Goal: Find each row below that contains the string "building" and copy those rows in full. Uppercase and lowercase letters must match.

Image location labeling entries:
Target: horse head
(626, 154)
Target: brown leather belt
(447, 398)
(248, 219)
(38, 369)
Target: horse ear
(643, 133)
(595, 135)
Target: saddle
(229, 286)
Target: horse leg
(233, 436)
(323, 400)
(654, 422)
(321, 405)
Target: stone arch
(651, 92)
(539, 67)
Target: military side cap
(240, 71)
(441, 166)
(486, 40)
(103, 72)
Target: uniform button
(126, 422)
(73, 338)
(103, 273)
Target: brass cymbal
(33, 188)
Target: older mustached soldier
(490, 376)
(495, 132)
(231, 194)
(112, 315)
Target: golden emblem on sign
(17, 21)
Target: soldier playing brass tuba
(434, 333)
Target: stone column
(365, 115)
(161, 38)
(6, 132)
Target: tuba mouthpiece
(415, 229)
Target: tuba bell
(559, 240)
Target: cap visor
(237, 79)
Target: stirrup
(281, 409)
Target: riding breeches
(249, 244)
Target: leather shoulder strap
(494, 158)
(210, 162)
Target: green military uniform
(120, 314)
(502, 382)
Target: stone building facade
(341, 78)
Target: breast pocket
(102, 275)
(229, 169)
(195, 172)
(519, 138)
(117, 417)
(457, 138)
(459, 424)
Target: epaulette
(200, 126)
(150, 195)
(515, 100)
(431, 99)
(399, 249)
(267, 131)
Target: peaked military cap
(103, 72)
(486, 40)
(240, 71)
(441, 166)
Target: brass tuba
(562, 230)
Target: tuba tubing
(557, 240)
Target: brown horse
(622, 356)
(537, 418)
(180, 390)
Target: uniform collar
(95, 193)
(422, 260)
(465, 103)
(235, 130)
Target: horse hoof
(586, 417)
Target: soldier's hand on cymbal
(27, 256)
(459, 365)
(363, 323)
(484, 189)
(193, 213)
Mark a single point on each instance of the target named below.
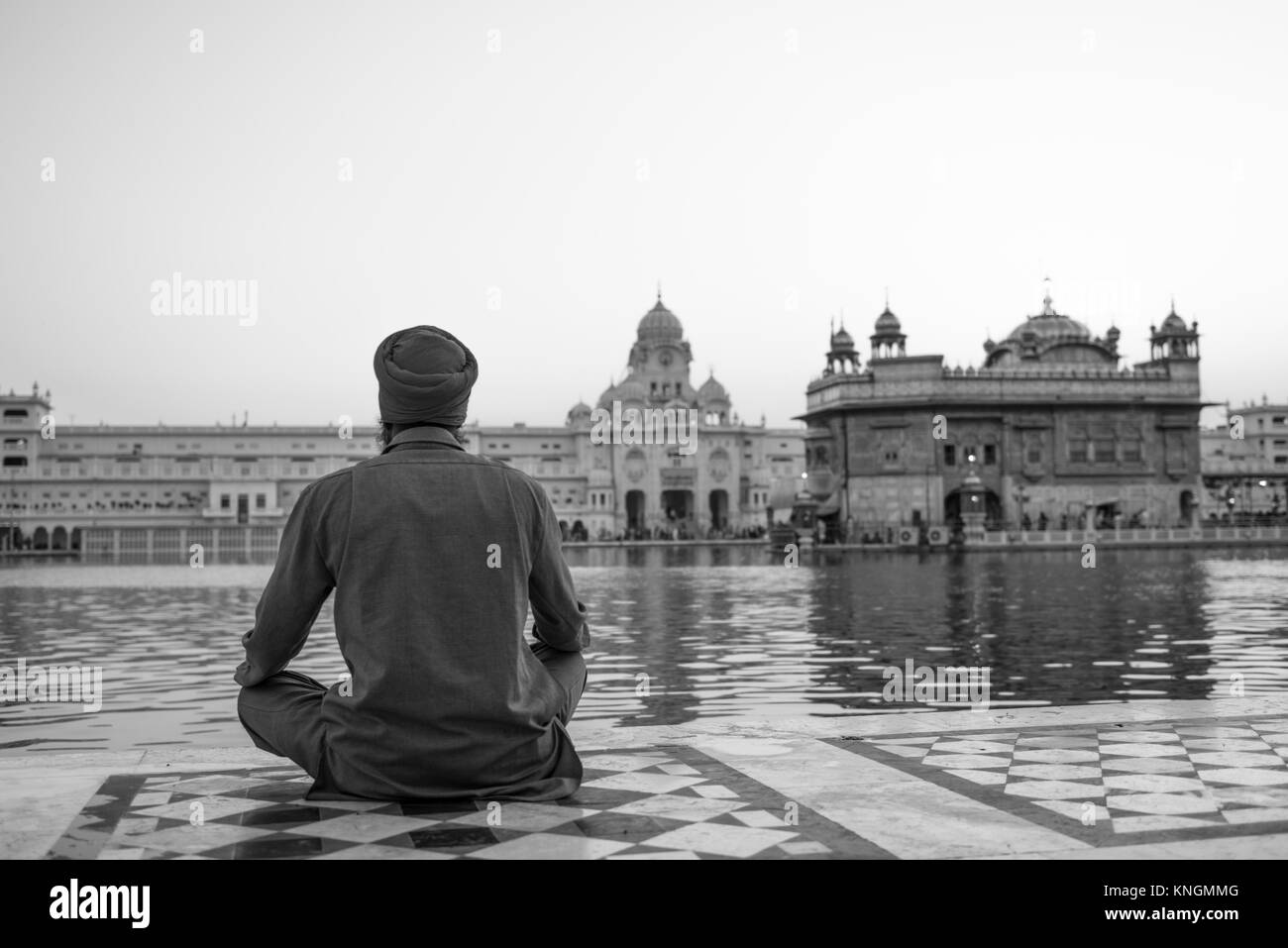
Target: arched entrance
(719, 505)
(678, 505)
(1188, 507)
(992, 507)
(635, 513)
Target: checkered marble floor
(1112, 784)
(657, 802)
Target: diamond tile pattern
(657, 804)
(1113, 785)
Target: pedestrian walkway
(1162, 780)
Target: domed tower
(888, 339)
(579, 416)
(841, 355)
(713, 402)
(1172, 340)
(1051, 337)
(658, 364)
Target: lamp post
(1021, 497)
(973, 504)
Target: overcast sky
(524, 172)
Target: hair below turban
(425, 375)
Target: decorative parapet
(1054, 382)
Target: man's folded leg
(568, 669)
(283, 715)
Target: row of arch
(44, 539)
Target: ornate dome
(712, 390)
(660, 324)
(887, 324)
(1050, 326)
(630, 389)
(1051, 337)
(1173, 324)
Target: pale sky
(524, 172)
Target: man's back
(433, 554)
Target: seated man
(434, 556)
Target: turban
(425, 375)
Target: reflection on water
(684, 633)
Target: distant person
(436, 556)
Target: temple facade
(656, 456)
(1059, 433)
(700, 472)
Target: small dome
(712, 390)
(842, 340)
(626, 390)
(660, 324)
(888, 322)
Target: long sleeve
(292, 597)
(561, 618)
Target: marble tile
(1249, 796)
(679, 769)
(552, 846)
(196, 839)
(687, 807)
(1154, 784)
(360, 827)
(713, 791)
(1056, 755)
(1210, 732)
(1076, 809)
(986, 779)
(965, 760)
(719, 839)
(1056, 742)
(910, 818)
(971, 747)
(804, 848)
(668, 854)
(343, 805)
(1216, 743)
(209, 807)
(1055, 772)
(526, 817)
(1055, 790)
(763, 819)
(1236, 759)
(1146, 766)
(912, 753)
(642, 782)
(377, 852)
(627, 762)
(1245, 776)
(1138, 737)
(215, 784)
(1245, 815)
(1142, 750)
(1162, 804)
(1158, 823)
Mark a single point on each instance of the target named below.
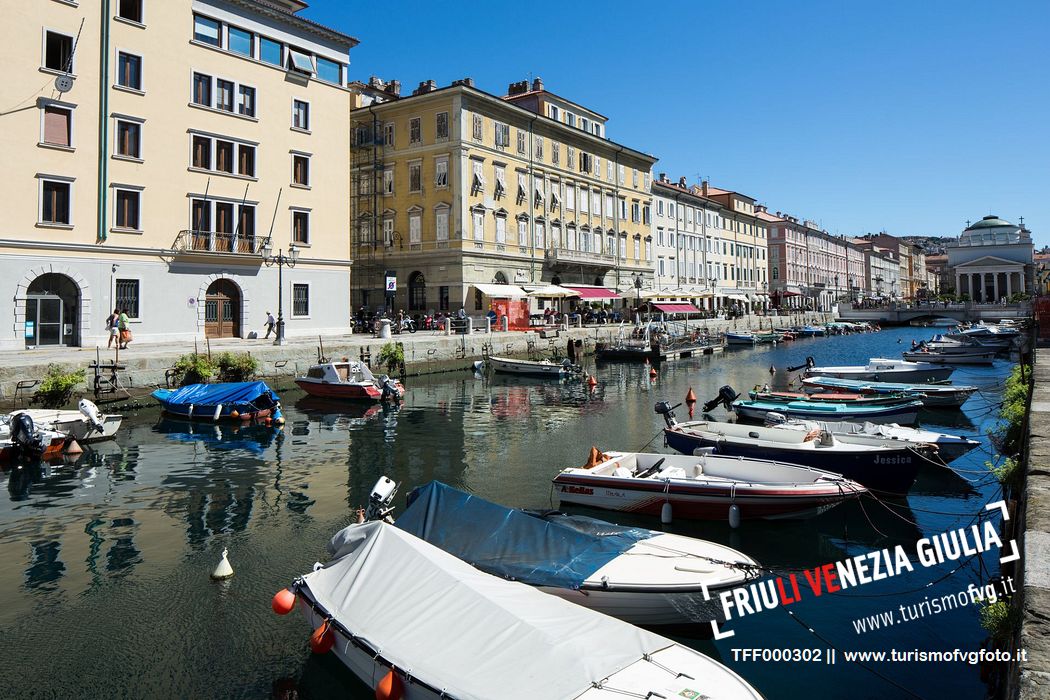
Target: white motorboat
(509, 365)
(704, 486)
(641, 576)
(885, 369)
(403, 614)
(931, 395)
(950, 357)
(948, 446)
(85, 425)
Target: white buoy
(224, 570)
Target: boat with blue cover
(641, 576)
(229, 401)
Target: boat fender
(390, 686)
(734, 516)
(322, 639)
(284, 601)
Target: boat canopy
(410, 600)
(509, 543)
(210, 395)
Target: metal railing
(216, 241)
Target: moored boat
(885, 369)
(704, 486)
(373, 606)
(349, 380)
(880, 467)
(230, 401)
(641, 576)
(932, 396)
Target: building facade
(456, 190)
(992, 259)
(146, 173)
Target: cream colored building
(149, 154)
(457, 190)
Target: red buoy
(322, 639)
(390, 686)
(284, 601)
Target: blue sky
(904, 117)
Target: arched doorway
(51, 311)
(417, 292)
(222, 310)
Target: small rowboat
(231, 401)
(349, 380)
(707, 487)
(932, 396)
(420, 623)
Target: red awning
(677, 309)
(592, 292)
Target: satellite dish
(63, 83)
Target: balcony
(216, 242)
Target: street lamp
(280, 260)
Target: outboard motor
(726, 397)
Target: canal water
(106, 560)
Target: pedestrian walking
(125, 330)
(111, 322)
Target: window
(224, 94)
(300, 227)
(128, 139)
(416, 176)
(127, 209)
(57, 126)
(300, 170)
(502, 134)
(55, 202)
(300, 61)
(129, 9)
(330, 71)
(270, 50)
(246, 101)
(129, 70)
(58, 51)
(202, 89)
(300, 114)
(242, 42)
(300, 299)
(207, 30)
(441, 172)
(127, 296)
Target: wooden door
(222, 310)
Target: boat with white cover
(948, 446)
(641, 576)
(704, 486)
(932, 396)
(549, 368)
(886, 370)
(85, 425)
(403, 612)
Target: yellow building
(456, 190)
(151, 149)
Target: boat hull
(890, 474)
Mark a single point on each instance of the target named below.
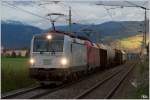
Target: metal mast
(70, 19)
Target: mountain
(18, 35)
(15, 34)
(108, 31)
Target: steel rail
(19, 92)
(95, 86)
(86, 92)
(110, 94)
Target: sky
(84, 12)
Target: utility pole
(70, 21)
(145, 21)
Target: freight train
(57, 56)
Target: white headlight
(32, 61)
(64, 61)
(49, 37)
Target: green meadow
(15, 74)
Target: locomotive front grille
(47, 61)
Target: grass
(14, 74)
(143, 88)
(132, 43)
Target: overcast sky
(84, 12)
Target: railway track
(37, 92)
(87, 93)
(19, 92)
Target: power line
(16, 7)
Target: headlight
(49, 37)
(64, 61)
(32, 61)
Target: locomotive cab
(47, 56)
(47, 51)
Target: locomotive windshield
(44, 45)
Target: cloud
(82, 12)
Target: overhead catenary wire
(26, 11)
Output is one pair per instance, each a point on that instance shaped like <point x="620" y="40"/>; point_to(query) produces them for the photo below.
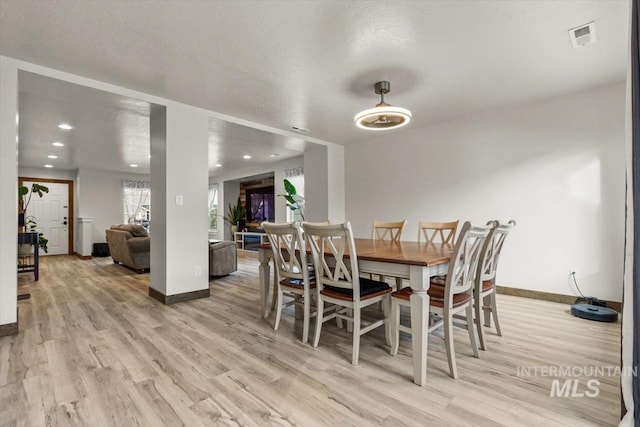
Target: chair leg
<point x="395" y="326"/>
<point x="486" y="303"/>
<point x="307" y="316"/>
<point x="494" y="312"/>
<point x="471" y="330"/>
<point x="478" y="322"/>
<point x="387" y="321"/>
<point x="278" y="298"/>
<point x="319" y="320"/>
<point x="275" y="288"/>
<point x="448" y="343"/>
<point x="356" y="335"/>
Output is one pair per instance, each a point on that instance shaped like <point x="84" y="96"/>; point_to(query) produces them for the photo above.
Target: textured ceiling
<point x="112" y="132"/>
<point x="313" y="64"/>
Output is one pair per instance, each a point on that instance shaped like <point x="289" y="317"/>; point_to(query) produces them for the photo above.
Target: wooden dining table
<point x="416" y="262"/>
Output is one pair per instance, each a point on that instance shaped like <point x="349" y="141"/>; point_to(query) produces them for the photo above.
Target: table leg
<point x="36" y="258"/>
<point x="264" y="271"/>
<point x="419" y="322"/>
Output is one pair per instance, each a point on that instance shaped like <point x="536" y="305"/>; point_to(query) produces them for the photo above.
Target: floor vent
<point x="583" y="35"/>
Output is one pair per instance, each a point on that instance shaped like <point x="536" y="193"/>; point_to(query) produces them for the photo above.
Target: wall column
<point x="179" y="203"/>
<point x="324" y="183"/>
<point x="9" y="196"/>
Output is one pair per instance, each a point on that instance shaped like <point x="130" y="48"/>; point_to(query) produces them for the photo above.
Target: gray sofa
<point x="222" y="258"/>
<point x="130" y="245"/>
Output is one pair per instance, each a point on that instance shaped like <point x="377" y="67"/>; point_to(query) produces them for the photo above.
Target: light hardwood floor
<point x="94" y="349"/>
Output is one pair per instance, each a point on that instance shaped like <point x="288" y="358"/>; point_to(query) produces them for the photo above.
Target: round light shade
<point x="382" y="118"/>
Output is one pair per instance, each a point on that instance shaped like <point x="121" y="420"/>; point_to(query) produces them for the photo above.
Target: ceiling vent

Right answer:
Target: stone building facade
Target: building facade
Target: cream colored building
Target: yellow building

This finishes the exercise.